> Texto extraído
=====
Pues yo he seguido el manual de Gentoo para poner UTF-8 y la he cagado bien. No me salen las tildes ni en los terminales ni en kde, los nombres de archivos que llevaban tilde aparecen como 2 cuadros en kde y como ? en el terminal. Los mensajes del sistema tambien me salen sin los acentos. He intentado dejarlo todo como al principio y lo que he conseguido es que no me compile el kernel por no se que historia de los caracteres.

Alguna idea o Howto de como poner bien las tildes y eso?

----------

## dickinson

Hola, mi problema configurando las locales en castellano reside en lo siguiente, he configurado todo según tutoriales y demás. Me encuentro que al llegar la consola, puedo escribir palabras acentuadas, eñes, símbolo de euro, caracteres como el arroba, etc. Todo me sale bien. Pero... he instalado las páginas man en castellano, cuando escribo el comando man sólo, me sale un mensaje que me dice: ¿Qué página de manual desea ver?. En el lugar de la interrogación abierta y las tildes, me salen cuadraditos. Cuando deseo ver una página del manual, me salen mal las palabras acentuadas y las eñes. Creo que el problema sea porque la fuente instalada no soporte estos caracteres, ¿es esto cierto?. A ver si me ayudan a remediarlo.
=====
> Datos proporcionados
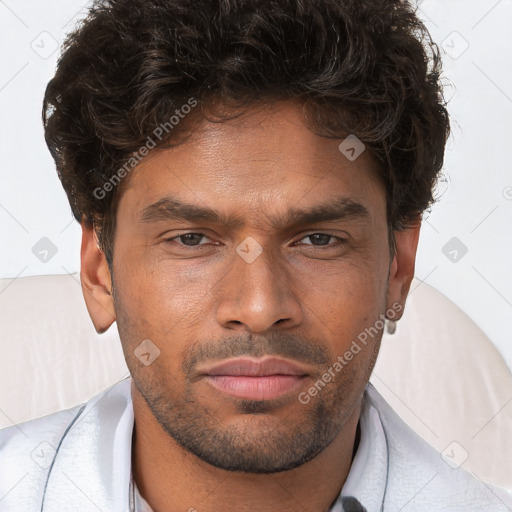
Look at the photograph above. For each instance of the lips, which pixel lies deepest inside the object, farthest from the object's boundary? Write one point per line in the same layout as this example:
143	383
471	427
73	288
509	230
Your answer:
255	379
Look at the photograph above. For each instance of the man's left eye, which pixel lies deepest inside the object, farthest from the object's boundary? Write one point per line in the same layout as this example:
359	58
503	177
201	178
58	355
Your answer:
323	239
=====
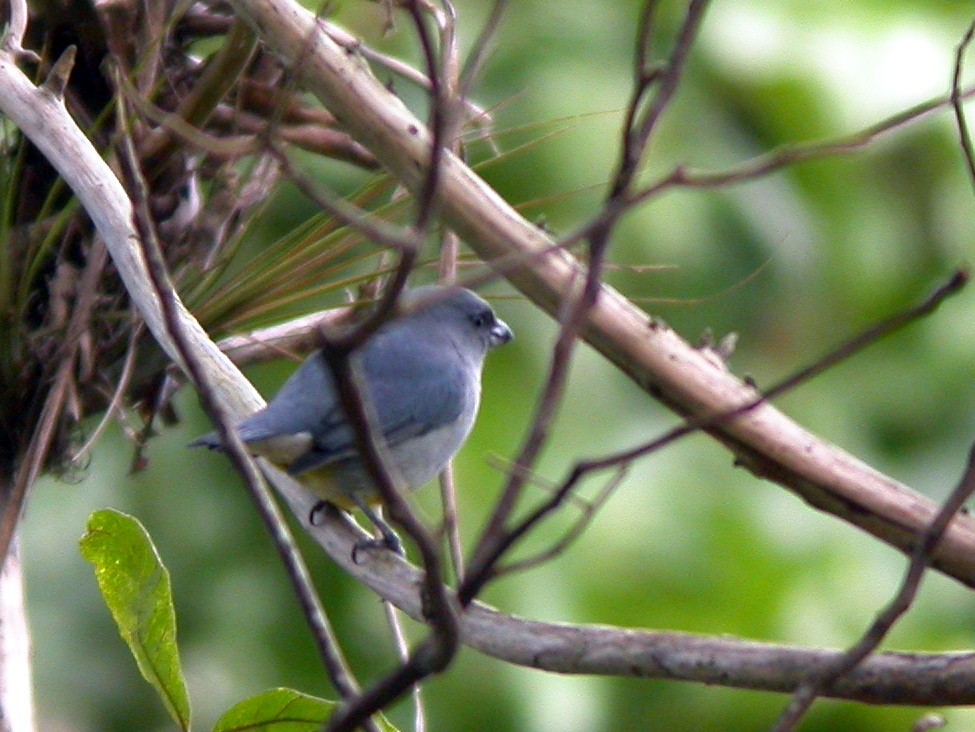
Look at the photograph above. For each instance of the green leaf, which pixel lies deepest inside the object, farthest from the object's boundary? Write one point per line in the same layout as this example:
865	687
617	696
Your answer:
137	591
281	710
=====
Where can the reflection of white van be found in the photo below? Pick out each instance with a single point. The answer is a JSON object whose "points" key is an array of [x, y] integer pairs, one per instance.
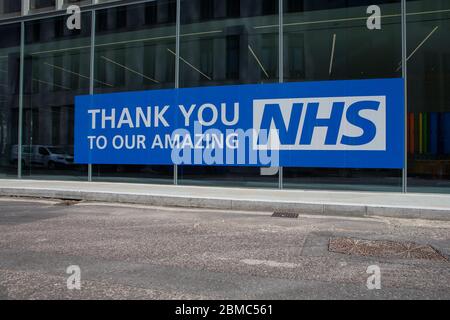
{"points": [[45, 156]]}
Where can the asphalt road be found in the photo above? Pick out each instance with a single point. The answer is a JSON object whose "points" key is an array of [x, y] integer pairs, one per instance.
=====
> Instrucciones
1/ Extrae del hilo sobre las tildes el fragmento que comienza en "Alguna idea o" y termina en "ayudan a remediarlo.".
2/ Reescribe como una lista breve el párrafo del hilo sobre las tildes que empieza por "Hola, mi problema configurando las locales" y conserva sus datos principales.
Los ítems no guardan ninguna relación con el hilo sobre las tildes.

> Respuestas por tarea
1/
Alguna idea o Howto de como poner bien las tildes y eso?

----------

## dickinson

Hola, mi problema configurando las locales en castellano reside en lo siguiente, he configurado todo según tutoriales y demás. Me encuentro que al llegar la consola, puedo escribir palabras acentuadas, eñes, símbolo de euro, caracteres como el arroba, etc. Todo me sale bien. Pero... he instalado las páginas man en castellano, cuando escribo el comando man sólo, me sale un mensaje que me dice: ¿Qué página de manual desea ver?. En el lugar de la interrogación abierta y las tildes, me salen cuadraditos. Cuando deseo ver una página del manual, me salen mal las palabras acentuadas y las eñes. Creo que el problema sea porque la fuente instalada no soporte estos caracteres, ¿es esto cierto?. A ver si me ayudan a remediarlo.

2/
- Ha configurado las locales en castellano siguiendo tutoriales.
- En la consola escribe bien palabras acentuadas, eñes, el símbolo del euro y la arroba.
- Ha instalado las páginas man en castellano. Al escribir solo el comando man, el mensaje muestra cuadraditos en lugar de la interrogación abierta y las tildes.
- Al abrir una página del manual, las palabras acentuadas y las eñes salen mal.
- Cree que la fuente instalada no soporta esos caracteres y pregunta si es cierto.
- Pide ayuda para solucionarlo.